(Beginning of Text provided)

Michael Detamore‘s laboratory at the University of Kansas Medical Center has used mesenchymal stem cells from connective tissue in human umbilical cord tissue to form structures that have some although not all features of human hair.
Human umbilical cord contains a unique connective tissue called “Wharton’s jelly.” Wharton’s jelly expands after birth to staunch bleeding from the umbilical veins and arteries. Within Wharton’s jelly is a mesenchymal stem cell population called Wharton’s Jelly Mesenchymal Stromal Cells or WJMSCs. Experiments in a variety of labs have shown that WJMSCs have differentiate into bone, cartilage, muscle, and neural cells. Recently, several labs have used three-dimensional culture systems to get WJMSCs to differentiate into tubular and endometrial cells.
Detamore and his co-workers used this three-dimensional culture system to differentiate WJMSCs into layered structures that expressed some of the genes associated with hair follicles and also looked like follicles. The cells formed small spheres of cells known as “spheroids.” Detamore and his colleagues showed that these spheroids can form bone, but during done differentiation, Detamore and the other workers in his lab noticed that the spheroids form protrusions that looked like hairs. See for yourself below.
The other side of the spheroid did form bone, but the hair-like structures did eventually form bone. There are specific genes that are expressed in hair follicles, and these can be used to determine if the projections are actually hair follicles. One of these genes, cytokeratin 19 or CK19, was expressed at pretty high levels in the hair follicles. Another hair-specific gene, CK15 was also expressed in the hair-like structures.
Are these real hair follicles? Probably not, but they seem to be on their way to making hair follicles. Furthermore, the production of these hair-like structures was rather easy. If WJMSCs could be used to make hair, then they might be useful for cosmetic procedures that replace lost hair follicles as a result of baldness.

(End of Text provided)

> [Work item A]: Please retype the article on umbilical cord stem cells between "The other side" and "result of baldness.", inclusive.
> [Work item B]:
Answer these questions from the article on umbilical cord stem cells:
(i) What is the connective tissue in human umbilical cord called?
(ii) What name is given to the small spheres of cells that formed?
(iii) Which two hair-specific genes were expressed in the hair-like structures?

(Beginning of Listed records)

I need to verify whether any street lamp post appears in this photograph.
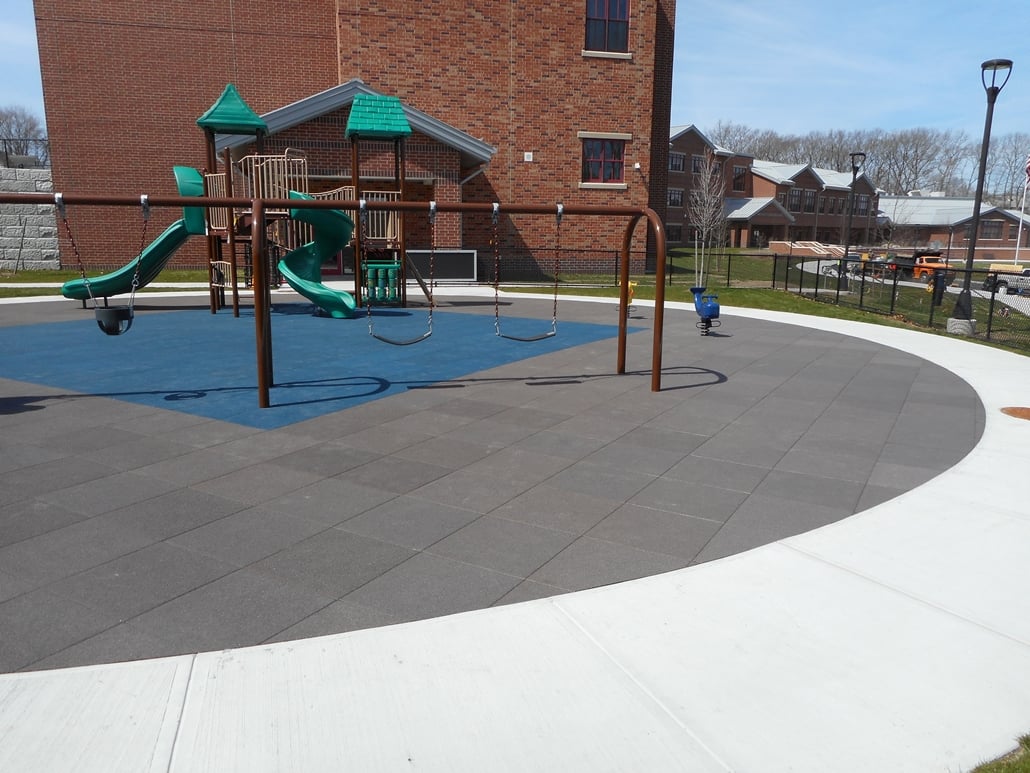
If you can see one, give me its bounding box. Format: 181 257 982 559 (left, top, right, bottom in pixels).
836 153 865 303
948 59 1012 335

(End of Listed records)
(Beginning of Listed records)

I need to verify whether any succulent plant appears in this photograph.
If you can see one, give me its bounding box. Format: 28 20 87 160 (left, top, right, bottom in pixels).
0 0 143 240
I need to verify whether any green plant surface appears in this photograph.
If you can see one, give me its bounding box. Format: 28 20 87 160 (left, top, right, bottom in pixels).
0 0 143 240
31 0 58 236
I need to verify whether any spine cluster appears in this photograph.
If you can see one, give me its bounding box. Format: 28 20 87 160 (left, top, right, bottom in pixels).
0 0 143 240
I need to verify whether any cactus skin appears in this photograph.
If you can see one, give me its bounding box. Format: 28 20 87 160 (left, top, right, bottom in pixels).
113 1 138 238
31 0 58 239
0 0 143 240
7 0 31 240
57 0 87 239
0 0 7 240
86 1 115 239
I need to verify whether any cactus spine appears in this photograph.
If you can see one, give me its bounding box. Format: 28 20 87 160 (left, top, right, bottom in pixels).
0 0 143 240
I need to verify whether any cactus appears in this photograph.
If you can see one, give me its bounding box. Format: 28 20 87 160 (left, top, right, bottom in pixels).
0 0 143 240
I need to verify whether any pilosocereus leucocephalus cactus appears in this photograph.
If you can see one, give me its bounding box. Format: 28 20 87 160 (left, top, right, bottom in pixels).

(End of Listed records)

> [Output A]:
The other side of the spheroid did form bone, but the hair-like structures did eventually form bone. There are specific genes that are expressed in hair follicles, and these can be used to determine if the projections are actually hair follicles. One of these genes, cytokeratin 19 or CK19, was expressed at pretty high levels in the hair follicles. Another hair-specific gene, CK15 was also expressed in the hair-like structures.
Are these real hair follicles? Probably not, but they seem to be on their way to making hair follicles. Furthermore, the production of these hair-like structures was rather easy. If WJMSCs could be used to make hair, then they might be useful for cosmetic procedures that replace lost hair follicles as a result of baldness.

> [Output B]:
(i) Wharton's jelly
(ii) Spheroids
(iii) Cytokeratin 19 (CK19) and CK15